• _Records for the task_
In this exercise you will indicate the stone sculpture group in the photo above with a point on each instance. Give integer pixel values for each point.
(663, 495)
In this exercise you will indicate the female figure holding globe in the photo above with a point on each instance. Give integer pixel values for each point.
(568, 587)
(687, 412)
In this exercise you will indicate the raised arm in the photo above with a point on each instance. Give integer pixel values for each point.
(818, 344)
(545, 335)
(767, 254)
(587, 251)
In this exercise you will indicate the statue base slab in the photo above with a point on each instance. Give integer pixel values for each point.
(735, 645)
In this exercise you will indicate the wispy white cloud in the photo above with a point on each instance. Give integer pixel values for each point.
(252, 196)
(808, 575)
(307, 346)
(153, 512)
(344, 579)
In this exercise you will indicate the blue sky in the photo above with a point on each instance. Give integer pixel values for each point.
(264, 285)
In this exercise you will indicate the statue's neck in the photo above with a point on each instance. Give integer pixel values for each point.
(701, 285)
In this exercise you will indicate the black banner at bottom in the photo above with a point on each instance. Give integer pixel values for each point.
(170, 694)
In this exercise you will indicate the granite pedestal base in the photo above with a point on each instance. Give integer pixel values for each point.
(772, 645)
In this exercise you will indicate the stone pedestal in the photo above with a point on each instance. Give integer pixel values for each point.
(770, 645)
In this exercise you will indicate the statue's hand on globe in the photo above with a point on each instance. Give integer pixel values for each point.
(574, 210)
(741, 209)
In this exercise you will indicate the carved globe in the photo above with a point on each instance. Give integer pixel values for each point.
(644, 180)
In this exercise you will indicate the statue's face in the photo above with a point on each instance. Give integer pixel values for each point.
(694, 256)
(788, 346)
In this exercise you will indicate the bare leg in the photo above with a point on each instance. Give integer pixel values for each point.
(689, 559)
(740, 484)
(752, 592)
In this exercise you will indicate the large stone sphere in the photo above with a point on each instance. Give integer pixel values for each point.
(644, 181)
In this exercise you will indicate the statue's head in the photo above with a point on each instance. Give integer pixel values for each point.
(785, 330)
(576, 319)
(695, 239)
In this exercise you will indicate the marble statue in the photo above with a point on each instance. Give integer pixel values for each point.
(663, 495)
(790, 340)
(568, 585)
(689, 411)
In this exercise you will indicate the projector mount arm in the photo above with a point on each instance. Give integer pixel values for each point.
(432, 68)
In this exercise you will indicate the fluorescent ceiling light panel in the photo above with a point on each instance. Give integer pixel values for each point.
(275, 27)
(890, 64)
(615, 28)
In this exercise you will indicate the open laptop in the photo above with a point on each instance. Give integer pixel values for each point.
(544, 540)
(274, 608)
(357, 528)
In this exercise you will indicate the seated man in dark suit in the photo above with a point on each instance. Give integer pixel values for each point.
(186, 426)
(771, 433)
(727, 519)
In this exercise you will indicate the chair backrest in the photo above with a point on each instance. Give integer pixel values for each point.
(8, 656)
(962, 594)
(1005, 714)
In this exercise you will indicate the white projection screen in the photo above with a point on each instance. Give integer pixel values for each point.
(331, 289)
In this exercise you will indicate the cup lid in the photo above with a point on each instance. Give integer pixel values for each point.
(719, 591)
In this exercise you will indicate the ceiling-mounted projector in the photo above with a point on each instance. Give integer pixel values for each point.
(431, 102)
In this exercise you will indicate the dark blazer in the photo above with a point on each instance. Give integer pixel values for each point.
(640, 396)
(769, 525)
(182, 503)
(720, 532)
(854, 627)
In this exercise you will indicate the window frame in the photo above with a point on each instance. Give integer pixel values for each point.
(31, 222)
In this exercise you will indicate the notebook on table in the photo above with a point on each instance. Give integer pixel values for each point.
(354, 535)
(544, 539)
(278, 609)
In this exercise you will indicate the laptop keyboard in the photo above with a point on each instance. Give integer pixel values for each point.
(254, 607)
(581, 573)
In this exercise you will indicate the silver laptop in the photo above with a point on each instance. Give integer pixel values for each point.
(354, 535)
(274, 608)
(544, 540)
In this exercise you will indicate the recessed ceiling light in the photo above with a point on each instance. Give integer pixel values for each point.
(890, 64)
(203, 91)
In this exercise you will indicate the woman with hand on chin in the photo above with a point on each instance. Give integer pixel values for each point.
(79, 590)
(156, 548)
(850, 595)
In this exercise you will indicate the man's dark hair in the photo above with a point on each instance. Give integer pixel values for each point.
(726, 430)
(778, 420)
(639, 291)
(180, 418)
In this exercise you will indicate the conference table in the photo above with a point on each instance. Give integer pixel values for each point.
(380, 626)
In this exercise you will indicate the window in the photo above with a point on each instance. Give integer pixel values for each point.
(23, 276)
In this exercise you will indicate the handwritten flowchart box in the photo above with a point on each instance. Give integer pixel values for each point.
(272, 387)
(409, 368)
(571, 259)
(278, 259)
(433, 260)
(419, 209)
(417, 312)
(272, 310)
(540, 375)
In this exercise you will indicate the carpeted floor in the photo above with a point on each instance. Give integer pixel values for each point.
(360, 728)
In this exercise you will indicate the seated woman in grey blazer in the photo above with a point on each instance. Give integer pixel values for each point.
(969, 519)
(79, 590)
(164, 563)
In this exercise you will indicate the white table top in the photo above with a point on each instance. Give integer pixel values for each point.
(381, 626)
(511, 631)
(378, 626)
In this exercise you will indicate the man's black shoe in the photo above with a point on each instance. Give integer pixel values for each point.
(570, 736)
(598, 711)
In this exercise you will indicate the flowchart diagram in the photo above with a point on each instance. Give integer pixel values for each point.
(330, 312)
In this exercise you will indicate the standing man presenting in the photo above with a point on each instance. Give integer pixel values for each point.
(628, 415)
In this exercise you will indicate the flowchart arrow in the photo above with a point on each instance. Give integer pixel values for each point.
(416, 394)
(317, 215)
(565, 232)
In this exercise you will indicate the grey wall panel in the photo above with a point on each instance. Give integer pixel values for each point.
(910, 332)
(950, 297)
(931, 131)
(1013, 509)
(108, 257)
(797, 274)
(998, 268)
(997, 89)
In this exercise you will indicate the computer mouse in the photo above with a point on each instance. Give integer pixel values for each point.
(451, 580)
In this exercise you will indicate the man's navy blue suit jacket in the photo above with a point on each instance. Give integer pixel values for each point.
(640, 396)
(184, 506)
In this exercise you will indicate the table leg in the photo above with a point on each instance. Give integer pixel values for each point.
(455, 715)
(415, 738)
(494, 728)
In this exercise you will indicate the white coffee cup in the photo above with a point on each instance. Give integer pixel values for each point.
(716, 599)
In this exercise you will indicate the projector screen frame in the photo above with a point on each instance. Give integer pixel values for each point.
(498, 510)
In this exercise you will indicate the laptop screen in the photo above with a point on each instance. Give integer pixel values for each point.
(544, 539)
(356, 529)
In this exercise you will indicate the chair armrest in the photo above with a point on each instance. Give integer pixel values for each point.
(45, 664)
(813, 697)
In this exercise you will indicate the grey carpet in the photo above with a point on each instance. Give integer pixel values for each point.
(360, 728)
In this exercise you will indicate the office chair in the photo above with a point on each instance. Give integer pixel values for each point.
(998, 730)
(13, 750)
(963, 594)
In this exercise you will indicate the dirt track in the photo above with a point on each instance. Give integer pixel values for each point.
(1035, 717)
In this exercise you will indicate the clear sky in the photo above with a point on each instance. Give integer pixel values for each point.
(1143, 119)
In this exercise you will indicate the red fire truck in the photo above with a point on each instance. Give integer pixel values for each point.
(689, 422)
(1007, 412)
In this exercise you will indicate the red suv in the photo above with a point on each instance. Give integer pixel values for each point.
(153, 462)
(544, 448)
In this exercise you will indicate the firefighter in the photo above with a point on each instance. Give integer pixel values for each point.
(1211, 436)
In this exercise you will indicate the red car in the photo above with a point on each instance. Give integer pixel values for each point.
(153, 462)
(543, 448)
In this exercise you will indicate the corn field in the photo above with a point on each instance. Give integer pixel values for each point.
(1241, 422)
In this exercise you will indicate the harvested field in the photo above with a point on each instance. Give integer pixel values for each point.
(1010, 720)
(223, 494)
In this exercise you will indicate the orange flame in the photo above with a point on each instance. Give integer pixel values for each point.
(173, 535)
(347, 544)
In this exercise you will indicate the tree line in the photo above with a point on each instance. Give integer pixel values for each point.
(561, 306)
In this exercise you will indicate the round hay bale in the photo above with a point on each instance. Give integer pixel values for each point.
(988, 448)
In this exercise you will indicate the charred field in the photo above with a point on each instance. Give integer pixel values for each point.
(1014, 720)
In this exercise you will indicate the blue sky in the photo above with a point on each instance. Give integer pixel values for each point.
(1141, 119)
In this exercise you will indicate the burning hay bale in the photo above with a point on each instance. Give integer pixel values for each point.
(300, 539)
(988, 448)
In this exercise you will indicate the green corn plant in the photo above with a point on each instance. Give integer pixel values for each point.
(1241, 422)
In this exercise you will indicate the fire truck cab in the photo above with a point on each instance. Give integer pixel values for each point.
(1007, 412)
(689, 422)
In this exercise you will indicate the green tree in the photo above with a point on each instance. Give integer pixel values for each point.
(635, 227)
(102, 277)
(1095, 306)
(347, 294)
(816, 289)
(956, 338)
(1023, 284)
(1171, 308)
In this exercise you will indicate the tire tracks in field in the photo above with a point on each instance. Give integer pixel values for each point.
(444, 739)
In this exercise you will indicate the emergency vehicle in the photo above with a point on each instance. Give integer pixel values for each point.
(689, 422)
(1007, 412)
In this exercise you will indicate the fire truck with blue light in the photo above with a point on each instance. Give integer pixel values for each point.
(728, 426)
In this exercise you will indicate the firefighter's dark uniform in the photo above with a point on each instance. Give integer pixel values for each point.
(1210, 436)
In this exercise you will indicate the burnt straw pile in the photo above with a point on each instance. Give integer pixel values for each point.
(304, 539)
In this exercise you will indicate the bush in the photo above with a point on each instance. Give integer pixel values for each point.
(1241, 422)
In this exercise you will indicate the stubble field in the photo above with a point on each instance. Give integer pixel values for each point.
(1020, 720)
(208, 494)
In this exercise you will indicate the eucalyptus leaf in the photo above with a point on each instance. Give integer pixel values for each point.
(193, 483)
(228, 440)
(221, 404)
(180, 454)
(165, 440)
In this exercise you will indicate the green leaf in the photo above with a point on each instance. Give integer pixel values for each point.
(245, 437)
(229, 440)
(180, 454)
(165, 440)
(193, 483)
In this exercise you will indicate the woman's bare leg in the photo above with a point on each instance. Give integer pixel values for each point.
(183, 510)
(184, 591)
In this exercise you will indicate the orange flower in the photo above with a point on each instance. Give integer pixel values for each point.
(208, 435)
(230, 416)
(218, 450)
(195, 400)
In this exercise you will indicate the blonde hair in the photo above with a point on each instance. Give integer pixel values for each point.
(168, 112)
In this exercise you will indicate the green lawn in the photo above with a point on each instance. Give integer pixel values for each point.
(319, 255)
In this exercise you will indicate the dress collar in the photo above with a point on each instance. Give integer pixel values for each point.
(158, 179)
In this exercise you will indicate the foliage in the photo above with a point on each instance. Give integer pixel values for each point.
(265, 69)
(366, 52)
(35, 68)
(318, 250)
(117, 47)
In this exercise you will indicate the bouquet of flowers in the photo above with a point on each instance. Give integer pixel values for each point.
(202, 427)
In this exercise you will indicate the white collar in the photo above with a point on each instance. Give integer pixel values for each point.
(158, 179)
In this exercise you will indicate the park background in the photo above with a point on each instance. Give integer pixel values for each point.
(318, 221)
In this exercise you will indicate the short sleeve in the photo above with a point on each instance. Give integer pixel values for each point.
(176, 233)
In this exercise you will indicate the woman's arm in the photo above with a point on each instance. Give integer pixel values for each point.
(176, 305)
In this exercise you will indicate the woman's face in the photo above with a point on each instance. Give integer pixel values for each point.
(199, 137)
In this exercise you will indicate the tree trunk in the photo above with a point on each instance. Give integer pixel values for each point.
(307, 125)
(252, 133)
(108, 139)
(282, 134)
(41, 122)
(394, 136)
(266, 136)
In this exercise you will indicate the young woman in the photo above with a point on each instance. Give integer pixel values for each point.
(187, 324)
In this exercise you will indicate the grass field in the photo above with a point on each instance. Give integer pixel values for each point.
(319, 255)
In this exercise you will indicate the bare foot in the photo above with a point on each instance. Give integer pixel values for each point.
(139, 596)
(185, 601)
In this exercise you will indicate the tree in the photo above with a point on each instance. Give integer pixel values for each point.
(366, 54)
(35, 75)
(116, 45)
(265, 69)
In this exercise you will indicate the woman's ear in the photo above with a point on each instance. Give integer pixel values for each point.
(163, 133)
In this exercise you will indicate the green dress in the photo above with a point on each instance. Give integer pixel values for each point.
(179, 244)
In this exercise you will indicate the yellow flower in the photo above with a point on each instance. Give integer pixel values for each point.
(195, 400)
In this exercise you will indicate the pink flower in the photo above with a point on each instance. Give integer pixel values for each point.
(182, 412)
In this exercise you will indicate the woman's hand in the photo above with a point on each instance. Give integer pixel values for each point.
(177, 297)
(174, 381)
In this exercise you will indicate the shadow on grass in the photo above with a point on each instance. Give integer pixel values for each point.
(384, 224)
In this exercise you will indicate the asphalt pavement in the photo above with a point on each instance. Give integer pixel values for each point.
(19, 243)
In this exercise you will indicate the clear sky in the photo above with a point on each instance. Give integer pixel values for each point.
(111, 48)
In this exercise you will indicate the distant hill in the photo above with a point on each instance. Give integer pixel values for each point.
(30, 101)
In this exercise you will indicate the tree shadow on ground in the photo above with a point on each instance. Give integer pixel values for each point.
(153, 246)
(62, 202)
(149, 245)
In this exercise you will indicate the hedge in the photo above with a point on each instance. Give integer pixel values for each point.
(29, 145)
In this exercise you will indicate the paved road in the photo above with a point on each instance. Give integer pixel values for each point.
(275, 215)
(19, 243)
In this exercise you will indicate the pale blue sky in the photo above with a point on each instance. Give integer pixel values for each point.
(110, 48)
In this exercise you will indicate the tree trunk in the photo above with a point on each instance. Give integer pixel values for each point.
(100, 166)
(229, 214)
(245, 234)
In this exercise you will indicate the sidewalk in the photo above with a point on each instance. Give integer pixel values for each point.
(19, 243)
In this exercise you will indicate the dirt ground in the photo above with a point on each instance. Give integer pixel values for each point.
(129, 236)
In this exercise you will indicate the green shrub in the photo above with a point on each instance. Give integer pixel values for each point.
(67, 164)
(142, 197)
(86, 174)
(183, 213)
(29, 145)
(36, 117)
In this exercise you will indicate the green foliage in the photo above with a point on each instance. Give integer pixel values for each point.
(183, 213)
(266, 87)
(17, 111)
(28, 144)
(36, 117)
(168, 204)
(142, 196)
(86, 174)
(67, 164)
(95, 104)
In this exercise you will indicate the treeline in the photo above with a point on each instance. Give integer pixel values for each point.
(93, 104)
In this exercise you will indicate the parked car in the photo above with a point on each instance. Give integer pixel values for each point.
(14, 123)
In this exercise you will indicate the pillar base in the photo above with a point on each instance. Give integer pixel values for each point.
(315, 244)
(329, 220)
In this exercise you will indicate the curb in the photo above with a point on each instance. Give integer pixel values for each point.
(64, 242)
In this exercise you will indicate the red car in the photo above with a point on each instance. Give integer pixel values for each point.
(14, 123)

• _Given task_
Extract every line from the one containing "In this exercise you will indicate the parked" to the end of the entries, including both of those lines, exactly as given and with nothing added.

• _Task solution_
In this exercise you will indicate the parked car in the photo above with a point on each instance. Give integer pixel values for each point.
(14, 123)
In this exercise you will indicate the pillar base in the photo above with a point on each instance. Give integer pixel values for each point.
(315, 244)
(329, 220)
In this exercise you will indicate the curb in the photo above with a point on each instance. Give integer pixel values for each point.
(64, 242)
In this exercise you will indicate the red car in the photo above with a point on each instance. Give integer pixel values for each point.
(14, 123)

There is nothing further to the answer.